* [DIRECTIONS]
Output the material exactly, keeping every line intact.
◇ ◇ ◇ ◇ ◇ ◇ ◇
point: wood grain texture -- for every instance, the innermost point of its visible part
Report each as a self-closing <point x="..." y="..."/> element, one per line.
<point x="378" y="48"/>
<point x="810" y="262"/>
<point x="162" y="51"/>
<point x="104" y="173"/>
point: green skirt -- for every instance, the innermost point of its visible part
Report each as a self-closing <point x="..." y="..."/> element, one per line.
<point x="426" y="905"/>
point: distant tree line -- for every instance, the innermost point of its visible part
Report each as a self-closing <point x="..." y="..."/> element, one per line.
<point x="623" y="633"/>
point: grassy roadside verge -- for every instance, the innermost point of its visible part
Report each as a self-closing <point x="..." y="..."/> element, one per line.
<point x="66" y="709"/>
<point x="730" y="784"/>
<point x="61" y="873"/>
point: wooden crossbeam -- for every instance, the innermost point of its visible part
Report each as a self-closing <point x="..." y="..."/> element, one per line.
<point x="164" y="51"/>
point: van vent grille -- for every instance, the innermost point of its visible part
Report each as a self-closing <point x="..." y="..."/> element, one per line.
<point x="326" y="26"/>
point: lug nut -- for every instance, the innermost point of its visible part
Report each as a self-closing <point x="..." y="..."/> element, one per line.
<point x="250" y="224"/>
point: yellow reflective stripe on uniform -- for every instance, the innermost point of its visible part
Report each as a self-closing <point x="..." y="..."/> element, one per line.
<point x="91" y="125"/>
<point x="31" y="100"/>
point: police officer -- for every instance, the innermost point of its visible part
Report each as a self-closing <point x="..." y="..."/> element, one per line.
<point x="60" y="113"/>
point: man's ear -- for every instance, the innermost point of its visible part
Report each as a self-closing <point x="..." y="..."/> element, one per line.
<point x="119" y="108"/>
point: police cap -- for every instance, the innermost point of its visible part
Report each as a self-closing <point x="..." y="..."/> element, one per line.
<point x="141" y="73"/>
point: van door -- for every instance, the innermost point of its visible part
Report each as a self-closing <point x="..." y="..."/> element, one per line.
◇ ◇ ◇ ◇ ◇ ◇ ◇
* [SOLUTION TO THIS TASK]
point: wood grain texture -- for every instance, the innermost point of its visible part
Report each as a self-closing <point x="..." y="..."/> element, one per line.
<point x="378" y="48"/>
<point x="810" y="262"/>
<point x="162" y="51"/>
<point x="104" y="173"/>
point: green skirt -- for every instance, the innermost point of its visible part
Report each as a self-closing <point x="..." y="..."/> element, one per line.
<point x="426" y="905"/>
point: distant tree line -- for every instance, the innermost point of its visible part
Report each as a self-closing <point x="..." y="..."/> element, one per line.
<point x="623" y="633"/>
point: grassy roadside verge -- for every instance, the innermost point of its visible part
Report each as a self-closing <point x="..." y="..."/> element, one per line.
<point x="66" y="709"/>
<point x="730" y="784"/>
<point x="61" y="873"/>
point: wooden crossbeam -- for every instance, the innermost point of its visible part
Report each as a self-closing <point x="..." y="..."/> element, one per line.
<point x="164" y="51"/>
point: van vent grille -- for every instance, the innermost point of its visible part
Report each as a self-closing <point x="..." y="..."/> element, one per line.
<point x="326" y="26"/>
point: lug nut -- for every instance, the innermost point of its visible part
Report each as a self-closing <point x="..." y="..."/> element, one per line.
<point x="250" y="224"/>
point: yellow reflective stripe on uniform -- for every instance, the innermost point of its visible part
Report each as a self-closing <point x="..." y="..."/> element, one per line.
<point x="91" y="125"/>
<point x="31" y="100"/>
point: police officer -- for every instance, the innermost point of its visible part
Report each as a self-closing <point x="..." y="..."/> element, one per line.
<point x="60" y="113"/>
point: man's ear -- for every instance, the innermost point of its visible part
Report each as a self-closing <point x="..." y="..."/> element, one per line.
<point x="119" y="108"/>
point: police cap -- for every instance, the innermost point of its visible part
Report each as a self-closing <point x="..." y="..."/> element, one per line.
<point x="141" y="73"/>
point: van door -- for every instance, the innermost point of its visible part
Report each as a self-closing <point x="..." y="..."/> element, one per line.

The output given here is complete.